**演習要件**:
[A] 位置ゲーに関する特許説明文について、「本出願人は、特願2011−0」を含む箇所から始め、「止する仕組みを提案している。」の後で止めてください。その範囲を、「携帯情報端末」を「モバイル端末」に変えて書き直してください。
[B] 位置ゲーに関する特許説明文のうち、「【解決手段】仮想キャラクタを設定して」で始まる段落を、主な事実を残して箇条書きにまとめてください。
[C] 位置ゲーに関する特許説明文を、最後の文の後から書き継いでください。

**提供抜粋**:
説明

仮想エリア移動と実移動距離とをパラメータとして用いたネットワークゲームシステム

【課題】ユーザの実移動距離によって得られたポイントを、キャラクタの仮想エリア間の移動の短縮要素として設定可能なより娯楽性の高い「位置ゲー」(登録商標)を実現する。
【解決手段】仮想キャラクタを設定して、GPS付携帯電話端末で登録したホームグラウンドから近くのエリアから順番に買い付けを行わせる。その際に設定された買い付け時間を経過しないとホームグラウンドに帰還できないが、ユーザの実移動距離に合わせたポイントによって当該帰還時間を短縮することができる。

【発明の詳細な説明】
【技術分野】
【0001】
本発明は、いわゆる位置ゲー(コロプラ社の登録商標)の一つとして、ゲーム内での仮想移動時間と実移動距離とを組み合わせたゲームに関する。
【背景技術】
【0002】
携帯電話端末を用いて位置情報を登録させて、その位置情報に関連する情報を提供するシステムとしては、特開2009ー64214号公報(特許文献1)がある。
しかし、位置情報をパラメータとしてゲームの娯楽性を高めるものは存在しなかった。そこで、本出願人はWO2010/119866号(特許文献2)を提案している。
本出願人は、特願2011−005242号において、位置情報の登録によって新たなコンテンツデータファイルをダウンロードさせて娯楽性の高い携帯コンテンツを提供することを提案した。
【先行技術文献】
【特許文献】
【0003】
【特許文献1】特開2009−64214号公報
【0004】
【特許文献2】WO2010/119866号公報
【発明の概要】
【発明が解決しようとする課題】
【0005】
本出願人は、特許文献2に記載された技術において、GPS機能を備えた携帯情報端末を用いて移動先毎に位置登録を行うことで、移動距離に対応したポイントを受ける仕組みや移動距離の不正操作を防止する仕組みを提案している。
しかし、本発明者らは移動距離に応じたポイントを得ることができるゲーム(所謂「位置ゲー」(本出願人の登録商標))において、娯楽性をさらに高いものにする必要があることを認識していた。

[データセットのレコード]
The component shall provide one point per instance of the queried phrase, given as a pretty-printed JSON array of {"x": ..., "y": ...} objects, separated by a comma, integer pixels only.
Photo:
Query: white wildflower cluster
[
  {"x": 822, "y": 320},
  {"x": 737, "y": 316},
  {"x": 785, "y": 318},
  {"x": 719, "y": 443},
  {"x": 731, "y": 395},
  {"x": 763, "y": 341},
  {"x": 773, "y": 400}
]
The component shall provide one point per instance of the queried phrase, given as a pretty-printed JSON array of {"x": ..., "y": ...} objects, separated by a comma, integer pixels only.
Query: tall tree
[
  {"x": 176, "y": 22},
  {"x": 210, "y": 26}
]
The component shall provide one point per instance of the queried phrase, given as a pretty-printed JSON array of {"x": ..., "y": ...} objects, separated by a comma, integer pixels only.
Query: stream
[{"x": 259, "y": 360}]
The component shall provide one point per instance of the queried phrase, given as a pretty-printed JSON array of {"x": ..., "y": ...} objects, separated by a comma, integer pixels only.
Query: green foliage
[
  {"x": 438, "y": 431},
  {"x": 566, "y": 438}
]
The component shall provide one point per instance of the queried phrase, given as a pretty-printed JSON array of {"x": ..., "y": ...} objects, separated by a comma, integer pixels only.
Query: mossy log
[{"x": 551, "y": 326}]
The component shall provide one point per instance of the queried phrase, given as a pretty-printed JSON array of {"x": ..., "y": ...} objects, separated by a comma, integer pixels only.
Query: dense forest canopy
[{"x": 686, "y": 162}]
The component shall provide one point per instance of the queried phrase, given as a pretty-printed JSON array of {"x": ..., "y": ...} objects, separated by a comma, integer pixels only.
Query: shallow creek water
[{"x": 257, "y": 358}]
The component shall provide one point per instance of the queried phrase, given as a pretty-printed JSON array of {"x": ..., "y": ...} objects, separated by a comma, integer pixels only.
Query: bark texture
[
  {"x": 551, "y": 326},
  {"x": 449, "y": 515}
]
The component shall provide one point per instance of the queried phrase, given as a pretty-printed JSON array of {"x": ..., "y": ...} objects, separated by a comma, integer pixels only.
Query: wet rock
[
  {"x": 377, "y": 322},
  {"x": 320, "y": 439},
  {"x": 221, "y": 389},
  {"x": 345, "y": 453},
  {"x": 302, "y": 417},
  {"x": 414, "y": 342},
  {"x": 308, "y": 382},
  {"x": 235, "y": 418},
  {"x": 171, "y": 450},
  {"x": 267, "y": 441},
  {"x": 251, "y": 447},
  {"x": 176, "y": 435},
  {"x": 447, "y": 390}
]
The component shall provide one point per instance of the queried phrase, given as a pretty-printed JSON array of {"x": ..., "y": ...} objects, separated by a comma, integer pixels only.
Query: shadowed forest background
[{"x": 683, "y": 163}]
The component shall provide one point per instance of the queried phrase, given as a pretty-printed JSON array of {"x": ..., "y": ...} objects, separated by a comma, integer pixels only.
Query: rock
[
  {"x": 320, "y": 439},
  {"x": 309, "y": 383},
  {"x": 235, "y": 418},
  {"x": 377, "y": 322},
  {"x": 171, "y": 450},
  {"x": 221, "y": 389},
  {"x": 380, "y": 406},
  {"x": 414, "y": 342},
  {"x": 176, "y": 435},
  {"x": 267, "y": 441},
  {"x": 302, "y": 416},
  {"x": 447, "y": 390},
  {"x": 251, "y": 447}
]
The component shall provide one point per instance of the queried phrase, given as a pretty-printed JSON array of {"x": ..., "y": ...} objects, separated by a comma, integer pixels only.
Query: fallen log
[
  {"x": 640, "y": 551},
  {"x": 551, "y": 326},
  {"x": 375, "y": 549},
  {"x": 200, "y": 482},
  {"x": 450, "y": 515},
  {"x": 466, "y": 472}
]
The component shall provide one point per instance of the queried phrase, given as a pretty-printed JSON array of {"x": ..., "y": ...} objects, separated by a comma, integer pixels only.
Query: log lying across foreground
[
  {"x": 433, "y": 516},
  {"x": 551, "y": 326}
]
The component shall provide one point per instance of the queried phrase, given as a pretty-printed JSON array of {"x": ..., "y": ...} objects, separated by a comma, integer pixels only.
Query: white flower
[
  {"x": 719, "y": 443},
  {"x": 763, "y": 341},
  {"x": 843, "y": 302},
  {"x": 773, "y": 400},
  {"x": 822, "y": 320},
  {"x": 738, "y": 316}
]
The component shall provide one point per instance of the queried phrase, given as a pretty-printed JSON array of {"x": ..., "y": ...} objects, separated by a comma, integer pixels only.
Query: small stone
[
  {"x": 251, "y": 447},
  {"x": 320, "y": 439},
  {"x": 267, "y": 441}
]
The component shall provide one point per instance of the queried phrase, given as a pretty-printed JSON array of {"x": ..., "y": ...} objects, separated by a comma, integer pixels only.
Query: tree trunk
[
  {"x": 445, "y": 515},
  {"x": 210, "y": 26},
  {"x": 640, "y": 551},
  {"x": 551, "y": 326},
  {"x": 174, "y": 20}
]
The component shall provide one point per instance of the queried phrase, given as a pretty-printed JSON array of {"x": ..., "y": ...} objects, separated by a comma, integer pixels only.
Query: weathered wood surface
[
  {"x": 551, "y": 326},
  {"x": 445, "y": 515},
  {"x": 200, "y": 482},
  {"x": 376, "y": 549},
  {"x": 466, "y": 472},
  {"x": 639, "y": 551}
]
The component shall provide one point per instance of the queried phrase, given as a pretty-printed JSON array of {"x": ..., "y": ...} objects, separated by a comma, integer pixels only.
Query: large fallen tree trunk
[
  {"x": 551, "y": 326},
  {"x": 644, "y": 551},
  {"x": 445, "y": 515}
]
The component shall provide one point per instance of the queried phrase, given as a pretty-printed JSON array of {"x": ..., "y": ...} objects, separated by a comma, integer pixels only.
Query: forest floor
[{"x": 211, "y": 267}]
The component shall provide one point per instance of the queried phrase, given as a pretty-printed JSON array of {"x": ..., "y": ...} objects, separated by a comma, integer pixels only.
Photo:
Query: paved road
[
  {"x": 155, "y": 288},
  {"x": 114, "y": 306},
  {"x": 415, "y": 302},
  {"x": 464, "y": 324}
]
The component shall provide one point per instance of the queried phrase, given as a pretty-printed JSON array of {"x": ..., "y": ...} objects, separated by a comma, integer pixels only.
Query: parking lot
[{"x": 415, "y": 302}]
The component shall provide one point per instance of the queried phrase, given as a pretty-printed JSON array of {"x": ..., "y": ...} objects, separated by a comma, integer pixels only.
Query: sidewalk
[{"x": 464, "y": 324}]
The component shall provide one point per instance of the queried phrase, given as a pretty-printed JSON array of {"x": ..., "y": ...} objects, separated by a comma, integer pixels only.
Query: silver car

**出力結果**:
[A]
本出願人は、特願2011−005242号において、位置情報の登録によって新たなコンテンツデータファイルをダウンロードさせて娯楽性の高い携帯コンテンツを提供することを提案した。
【先行技術文献】
【特許文献】
【0003】
【特許文献1】特開2009−64214号公報
【0004】
【特許文献2】WO2010/119866号公報
【発明の概要】
【発明が解決しようとする課題】
【0005】
本出願人は、特許文献2に記載された技術において、GPS機能を備えたモバイル端末を用いて移動先毎に位置登録を行うことで、移動距離に対応したポイントを受ける仕組みや移動距離の不正操作を防止する仕組みを提案している。

[B]
- 仮想キャラクタを設定し、GPS付携帯電話端末で登録したホームグラウンドに近いエリアから順に買い付けを行わせる。
- 設定された買い付け時間が経過するまでは、ホームグラウンドに帰還できない。
- ユーザの実移動距離に応じたポイントによって、その帰還時間を短縮できる。

[C]
【0006】
たとえば、仮想キャラクタを設定して、当該仮想キャラクタを移動させて、その到着地毎にイベントを発生させるようなゲームも散見されるが、当該仮想キャラクタの移動は、ユーザの実移動距離を単純にそのままゲーム上で反映させて経験値等を付与するというような、面白味に欠けるものだった。
【0007】
本発明者らは、このような点から、ユーザによる実移動とキャラクタによる仮想移動とをどのように関連付けるかが重要であることを見いだした。
すなわち、本発明はこのような点に鑑みてなされたものであり、ユーザの実移動距離によって得られたポイントを、キャラクタの仮想エリア間の移動の短縮要素として設定可能なより娯楽性の高い「位置ゲー」(本出願人の登録商標)を実現することを課題とする。

【課題を解決するための手段】
【0008】
本発明は、前記課題を解決するために、以下の手段を採用した。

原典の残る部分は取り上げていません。